** TRECHO DO DOCUMENTO **
------------------------------------------------------------

Foi há precisamente 1 ano, a 28 de Novembro que decorreram as últimas eleições legislativas no Egito, às quais concorreram o Partido Nacional Democrata (PND) de Hosni Mubarak e de seu filho Gamal, o qual era o Secretário-Geral do Comité Político.

Os acontecimentos da última semana e meia no Egito, comprovam que o que se tem passado neste país desde janeiro, em nada corresponde a uma "Primavera Árabe", mas sim à tentativa de um golpe de Estado militar. Nem tão pouco se tratou de um levantamento popular expontâneo, já que o Movimento 6 de Abril tem vindo a receber formação do Movimento Estudantil Otpor (Resistência) da Sérvia, há cerca de 3 anos. O Otpor foi em parte um grande responsável pela queda de Slobodan Milosevic, tendo sido também financiado por George Soros.

------------------------------------------------------------

** DADOS FORNECIDOS **
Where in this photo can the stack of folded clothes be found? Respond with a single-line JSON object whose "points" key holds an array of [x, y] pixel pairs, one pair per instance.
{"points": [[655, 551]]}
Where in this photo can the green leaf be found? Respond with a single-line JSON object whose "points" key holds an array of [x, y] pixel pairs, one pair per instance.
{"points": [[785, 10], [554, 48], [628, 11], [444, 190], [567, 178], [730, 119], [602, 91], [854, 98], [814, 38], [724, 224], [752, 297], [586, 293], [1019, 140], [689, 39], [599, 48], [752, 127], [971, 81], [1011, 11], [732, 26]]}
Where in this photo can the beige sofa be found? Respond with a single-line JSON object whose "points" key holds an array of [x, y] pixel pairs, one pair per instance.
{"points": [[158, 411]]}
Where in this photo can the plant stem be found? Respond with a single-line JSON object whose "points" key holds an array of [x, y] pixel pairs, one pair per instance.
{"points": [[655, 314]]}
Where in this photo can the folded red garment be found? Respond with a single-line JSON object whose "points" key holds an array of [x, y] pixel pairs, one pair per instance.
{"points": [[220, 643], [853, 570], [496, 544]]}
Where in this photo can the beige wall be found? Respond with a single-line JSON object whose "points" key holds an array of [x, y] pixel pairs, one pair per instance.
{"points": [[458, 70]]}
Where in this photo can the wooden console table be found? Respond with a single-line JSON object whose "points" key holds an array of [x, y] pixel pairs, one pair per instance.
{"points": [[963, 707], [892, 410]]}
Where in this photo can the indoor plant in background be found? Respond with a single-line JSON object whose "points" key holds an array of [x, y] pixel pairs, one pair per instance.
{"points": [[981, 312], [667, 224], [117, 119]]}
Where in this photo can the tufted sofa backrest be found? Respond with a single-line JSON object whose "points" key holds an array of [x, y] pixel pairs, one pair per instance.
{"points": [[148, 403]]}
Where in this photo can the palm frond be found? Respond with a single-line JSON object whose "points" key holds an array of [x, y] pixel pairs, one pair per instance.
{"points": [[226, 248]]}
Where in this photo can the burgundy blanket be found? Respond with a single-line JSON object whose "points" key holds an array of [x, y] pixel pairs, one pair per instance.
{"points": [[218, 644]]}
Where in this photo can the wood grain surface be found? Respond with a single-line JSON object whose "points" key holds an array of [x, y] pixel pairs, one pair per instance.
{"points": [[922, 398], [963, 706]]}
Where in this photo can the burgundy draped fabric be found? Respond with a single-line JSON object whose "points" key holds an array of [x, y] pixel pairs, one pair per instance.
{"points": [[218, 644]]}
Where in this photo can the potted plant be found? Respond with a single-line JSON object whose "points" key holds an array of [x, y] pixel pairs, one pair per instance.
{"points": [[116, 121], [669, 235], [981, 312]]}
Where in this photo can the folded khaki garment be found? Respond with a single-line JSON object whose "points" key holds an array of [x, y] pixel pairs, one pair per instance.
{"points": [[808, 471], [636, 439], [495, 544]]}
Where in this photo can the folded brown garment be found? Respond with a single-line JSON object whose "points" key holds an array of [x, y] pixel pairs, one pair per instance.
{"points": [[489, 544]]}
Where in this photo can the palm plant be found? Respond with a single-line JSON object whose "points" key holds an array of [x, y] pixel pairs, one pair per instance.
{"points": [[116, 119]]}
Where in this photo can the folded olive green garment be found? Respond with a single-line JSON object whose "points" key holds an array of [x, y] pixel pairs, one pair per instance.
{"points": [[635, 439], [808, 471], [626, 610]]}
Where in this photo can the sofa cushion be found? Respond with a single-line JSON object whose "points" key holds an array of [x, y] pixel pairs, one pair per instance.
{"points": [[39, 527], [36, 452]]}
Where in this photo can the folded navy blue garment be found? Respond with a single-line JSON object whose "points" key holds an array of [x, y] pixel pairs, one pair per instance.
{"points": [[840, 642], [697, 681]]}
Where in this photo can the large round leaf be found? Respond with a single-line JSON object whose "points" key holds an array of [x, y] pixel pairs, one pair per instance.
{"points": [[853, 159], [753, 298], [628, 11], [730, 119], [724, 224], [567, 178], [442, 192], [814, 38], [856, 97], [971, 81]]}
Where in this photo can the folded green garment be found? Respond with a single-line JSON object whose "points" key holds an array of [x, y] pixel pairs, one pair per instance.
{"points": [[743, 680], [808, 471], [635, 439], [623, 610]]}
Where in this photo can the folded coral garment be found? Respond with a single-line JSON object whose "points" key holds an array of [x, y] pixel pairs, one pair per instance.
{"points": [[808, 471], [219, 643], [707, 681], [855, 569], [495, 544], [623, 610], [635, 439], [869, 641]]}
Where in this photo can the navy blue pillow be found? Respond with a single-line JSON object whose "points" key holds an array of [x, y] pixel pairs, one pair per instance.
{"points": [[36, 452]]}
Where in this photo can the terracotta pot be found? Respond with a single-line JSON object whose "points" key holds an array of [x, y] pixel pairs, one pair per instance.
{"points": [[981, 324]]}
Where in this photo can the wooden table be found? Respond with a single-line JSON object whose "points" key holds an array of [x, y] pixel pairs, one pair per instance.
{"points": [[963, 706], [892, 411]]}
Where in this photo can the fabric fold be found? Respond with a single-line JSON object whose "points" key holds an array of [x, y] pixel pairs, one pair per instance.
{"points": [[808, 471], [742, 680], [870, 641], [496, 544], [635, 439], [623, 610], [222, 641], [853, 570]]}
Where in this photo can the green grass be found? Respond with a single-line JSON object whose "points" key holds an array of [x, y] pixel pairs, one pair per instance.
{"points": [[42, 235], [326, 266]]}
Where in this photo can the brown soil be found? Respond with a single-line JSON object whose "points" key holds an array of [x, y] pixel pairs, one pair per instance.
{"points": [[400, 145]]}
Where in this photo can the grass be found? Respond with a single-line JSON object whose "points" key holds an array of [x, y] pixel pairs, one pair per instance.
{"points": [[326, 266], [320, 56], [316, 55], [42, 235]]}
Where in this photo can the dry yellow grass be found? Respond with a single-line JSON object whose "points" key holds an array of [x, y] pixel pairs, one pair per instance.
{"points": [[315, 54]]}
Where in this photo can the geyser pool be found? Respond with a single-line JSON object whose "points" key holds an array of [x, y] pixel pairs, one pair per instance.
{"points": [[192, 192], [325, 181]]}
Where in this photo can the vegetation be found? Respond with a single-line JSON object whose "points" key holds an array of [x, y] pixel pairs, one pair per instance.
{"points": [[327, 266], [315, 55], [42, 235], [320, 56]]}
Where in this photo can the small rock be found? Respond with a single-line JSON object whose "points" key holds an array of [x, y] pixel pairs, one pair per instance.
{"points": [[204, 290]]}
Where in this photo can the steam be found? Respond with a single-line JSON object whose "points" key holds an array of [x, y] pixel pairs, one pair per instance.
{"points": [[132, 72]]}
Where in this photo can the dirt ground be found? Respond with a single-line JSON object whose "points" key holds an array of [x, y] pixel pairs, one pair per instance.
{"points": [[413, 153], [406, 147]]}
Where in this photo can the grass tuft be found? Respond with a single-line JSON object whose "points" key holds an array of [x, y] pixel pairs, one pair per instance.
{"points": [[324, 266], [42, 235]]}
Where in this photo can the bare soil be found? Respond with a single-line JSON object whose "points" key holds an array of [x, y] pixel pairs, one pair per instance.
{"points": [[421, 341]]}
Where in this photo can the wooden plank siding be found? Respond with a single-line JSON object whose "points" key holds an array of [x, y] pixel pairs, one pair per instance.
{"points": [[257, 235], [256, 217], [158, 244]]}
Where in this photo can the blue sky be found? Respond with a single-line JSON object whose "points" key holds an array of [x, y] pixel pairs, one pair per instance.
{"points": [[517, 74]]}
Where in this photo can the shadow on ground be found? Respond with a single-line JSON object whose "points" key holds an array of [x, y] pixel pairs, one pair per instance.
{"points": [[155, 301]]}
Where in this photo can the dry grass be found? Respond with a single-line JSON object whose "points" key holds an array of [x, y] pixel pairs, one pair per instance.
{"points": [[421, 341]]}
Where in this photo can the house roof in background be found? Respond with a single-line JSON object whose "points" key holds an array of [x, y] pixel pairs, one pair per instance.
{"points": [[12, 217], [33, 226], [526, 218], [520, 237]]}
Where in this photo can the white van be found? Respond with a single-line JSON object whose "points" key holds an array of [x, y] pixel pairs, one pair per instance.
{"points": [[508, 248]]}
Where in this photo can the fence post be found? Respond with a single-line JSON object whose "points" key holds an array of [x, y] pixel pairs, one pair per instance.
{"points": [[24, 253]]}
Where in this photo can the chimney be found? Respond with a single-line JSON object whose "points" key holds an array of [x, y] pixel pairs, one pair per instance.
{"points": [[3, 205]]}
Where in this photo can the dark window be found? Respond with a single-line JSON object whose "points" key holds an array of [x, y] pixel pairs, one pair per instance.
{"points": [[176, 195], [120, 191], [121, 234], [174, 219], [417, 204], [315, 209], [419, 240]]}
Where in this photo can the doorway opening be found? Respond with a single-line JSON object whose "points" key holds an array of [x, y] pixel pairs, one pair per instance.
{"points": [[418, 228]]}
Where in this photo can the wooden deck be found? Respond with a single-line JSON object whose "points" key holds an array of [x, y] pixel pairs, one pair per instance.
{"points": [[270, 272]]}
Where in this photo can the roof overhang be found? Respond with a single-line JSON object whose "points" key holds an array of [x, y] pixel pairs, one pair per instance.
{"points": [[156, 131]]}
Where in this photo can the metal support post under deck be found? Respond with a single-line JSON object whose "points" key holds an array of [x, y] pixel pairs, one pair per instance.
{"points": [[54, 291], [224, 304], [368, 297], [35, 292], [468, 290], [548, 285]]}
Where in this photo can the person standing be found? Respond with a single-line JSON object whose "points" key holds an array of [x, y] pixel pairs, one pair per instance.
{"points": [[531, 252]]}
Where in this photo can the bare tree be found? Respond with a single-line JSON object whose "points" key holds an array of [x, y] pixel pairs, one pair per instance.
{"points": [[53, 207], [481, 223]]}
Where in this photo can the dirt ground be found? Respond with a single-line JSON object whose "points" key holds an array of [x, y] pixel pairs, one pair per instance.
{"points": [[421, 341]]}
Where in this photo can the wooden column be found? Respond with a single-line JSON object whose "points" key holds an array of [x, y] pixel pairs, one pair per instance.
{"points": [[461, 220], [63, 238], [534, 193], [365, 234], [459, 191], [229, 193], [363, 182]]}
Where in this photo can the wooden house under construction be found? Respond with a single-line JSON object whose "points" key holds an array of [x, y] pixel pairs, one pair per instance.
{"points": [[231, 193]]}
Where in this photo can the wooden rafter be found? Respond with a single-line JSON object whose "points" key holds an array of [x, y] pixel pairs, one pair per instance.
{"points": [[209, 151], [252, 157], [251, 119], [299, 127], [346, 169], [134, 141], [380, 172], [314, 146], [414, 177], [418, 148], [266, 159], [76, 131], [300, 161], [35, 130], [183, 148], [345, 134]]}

------------------------------------------------------------

** INSTRUÇÕES DA TAREFA **
Reescreva o trecho do documento de "Foi há precisamente" a "por George Soros.", substituindo "Egito" por "Egipto". Não é preciso consultar os registos.

** SUA RESPOSTA **
Foi há precisamente 1 ano, a 28 de Novembro que decorreram as últimas eleições legislativas no Egipto, às quais concorreram o Partido Nacional Democrata (PND) de Hosni Mubarak e de seu filho Gamal, o qual era o Secretário-Geral do Comité Político.

Os acontecimentos da última semana e meia no Egipto, comprovam que o que se tem passado neste país desde janeiro, em nada corresponde a uma "Primavera Árabe", mas sim à tentativa de um golpe de Estado militar. Nem tão pouco se tratou de um levantamento popular expontâneo, já que o Movimento 6 de Abril tem vindo a receber formação do Movimento Estudantil Otpor (Resistência) da Sérvia, há cerca de 3 anos. O Otpor foi em parte um grande responsável pela queda de Slobodan Milosevic, tendo sido também financiado por George Soros.